>>>

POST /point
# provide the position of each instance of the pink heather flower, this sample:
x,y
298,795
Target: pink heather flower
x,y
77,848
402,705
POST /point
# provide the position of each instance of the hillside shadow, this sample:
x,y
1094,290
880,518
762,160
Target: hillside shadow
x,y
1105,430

<<<

● Task details:
Would you show each line of the listing above that has the string "provide"?

● Response area:
# provide the position of each instance of the pink heather flower, this sample:
# provide the position of each instance of the hillside shadow, this sample:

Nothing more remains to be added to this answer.